>>>

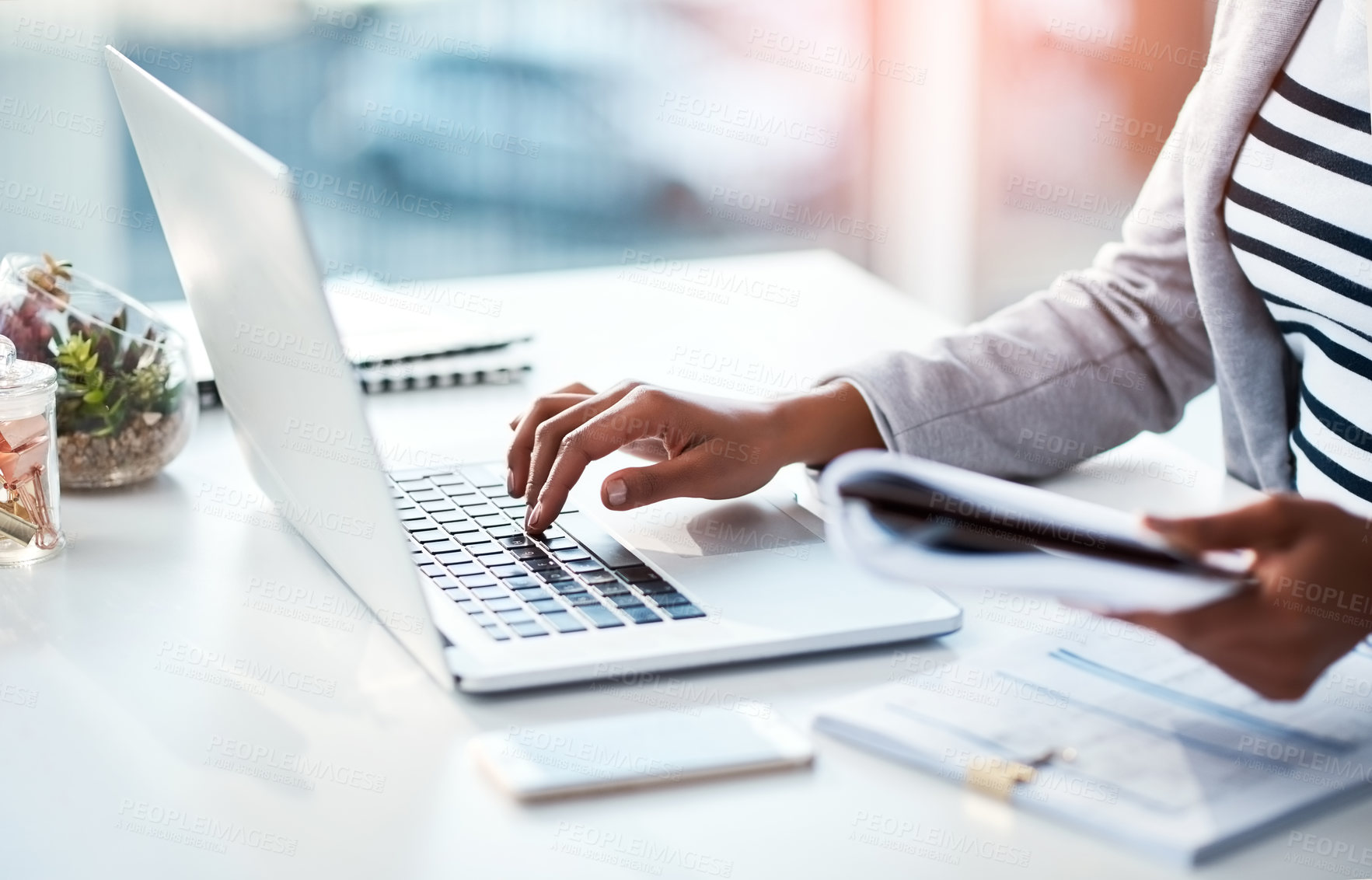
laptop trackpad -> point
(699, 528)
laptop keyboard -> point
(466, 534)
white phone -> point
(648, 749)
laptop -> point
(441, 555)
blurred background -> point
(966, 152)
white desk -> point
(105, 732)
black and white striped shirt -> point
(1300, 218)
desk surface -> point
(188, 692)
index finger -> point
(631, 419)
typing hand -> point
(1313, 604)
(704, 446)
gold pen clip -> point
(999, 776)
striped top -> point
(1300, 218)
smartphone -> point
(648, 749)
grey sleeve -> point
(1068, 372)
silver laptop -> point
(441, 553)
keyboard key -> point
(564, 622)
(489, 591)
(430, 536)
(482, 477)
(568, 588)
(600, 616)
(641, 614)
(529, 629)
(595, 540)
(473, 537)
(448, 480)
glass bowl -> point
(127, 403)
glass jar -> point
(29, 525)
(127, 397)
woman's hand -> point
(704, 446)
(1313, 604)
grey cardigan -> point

<<<
>>>

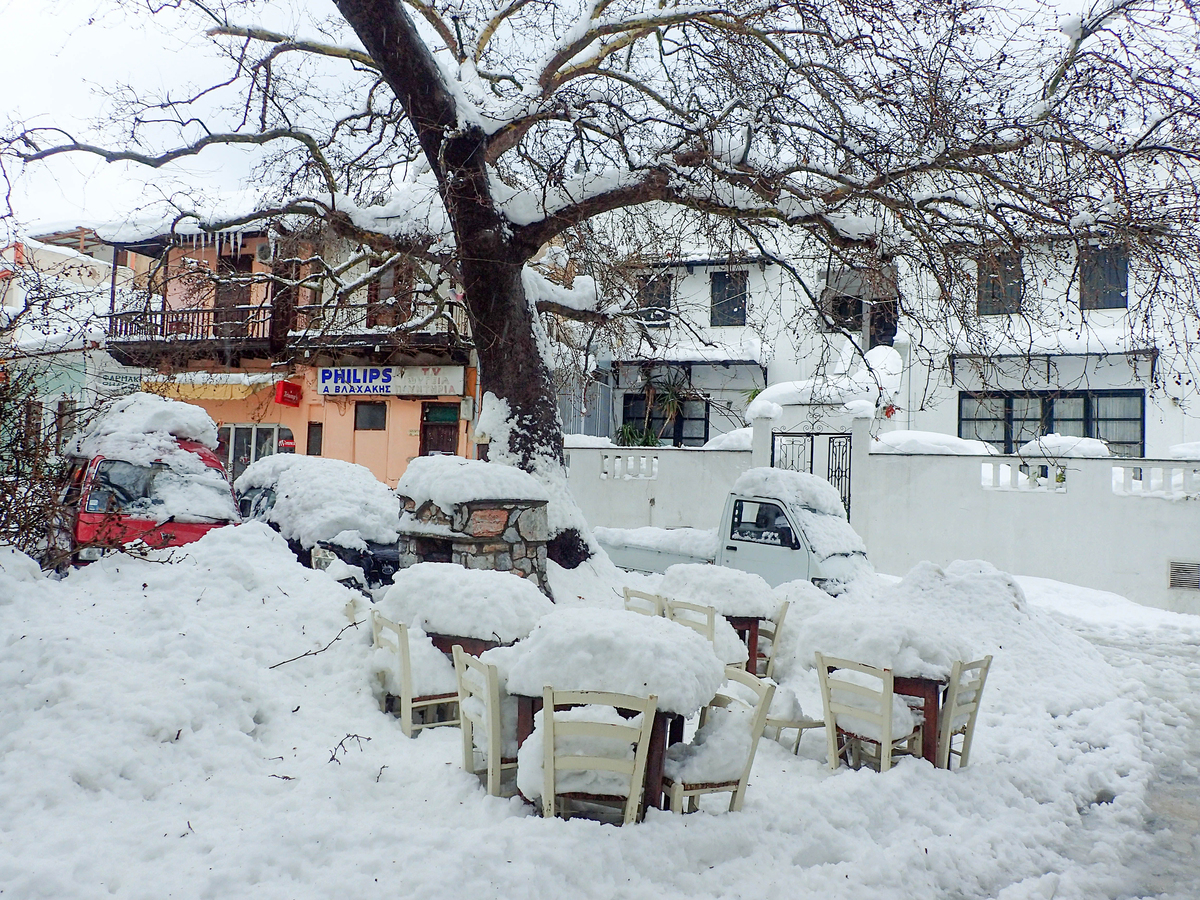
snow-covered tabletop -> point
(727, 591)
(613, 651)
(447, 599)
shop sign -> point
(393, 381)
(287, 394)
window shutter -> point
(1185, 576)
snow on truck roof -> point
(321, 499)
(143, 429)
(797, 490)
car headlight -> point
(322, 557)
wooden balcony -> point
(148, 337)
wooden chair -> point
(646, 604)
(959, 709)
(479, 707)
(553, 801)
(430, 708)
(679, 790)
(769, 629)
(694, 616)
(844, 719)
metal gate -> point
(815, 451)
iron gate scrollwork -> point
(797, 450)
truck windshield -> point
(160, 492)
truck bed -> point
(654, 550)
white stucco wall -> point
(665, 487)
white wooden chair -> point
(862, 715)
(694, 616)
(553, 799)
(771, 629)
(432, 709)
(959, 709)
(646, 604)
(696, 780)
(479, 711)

<<<
>>>

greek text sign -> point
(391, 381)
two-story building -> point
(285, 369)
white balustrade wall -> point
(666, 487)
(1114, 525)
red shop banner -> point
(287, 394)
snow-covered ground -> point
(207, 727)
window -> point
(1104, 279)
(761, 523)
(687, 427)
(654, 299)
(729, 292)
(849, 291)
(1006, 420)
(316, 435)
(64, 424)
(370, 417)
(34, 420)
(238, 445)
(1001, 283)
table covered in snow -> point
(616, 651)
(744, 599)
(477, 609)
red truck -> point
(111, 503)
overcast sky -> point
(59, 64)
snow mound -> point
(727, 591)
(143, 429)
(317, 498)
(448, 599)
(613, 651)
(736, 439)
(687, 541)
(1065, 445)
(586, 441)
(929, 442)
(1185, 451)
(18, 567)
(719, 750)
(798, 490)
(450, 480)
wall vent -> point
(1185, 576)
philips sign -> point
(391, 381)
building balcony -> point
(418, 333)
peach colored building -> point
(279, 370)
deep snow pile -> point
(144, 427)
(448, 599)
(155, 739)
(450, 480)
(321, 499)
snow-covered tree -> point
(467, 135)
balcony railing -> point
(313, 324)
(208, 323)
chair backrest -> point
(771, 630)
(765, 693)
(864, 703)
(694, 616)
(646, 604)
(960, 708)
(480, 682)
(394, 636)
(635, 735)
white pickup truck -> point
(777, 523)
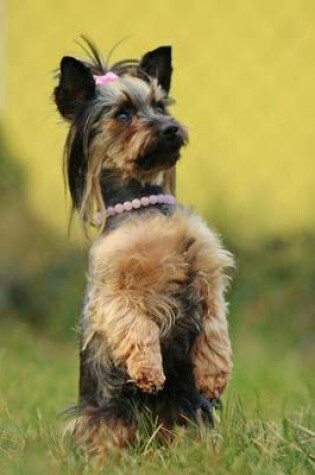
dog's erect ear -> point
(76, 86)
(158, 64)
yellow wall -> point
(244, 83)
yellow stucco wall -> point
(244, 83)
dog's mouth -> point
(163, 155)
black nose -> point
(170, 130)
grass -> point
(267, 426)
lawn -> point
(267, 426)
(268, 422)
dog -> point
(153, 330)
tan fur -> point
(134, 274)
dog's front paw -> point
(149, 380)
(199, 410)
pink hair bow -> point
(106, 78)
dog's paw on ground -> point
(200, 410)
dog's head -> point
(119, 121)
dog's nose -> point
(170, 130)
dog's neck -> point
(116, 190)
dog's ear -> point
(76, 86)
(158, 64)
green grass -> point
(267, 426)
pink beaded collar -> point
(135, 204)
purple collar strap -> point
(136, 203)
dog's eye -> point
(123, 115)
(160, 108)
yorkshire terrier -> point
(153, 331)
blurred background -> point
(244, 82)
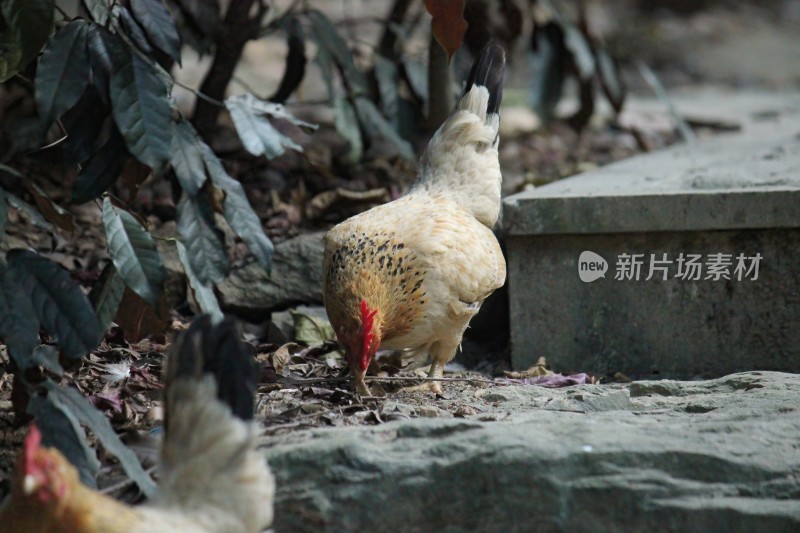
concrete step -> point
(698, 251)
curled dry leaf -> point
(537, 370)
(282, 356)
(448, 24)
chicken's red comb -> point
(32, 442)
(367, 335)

<<<

• Petit problème
Repérez toutes les lignes ci-dessus où figure le mot « stucco » et recopiez-les en respectant les majuscules et les minuscules.

• Problème résolu
white stucco wall -> point
yellow stucco wall -> point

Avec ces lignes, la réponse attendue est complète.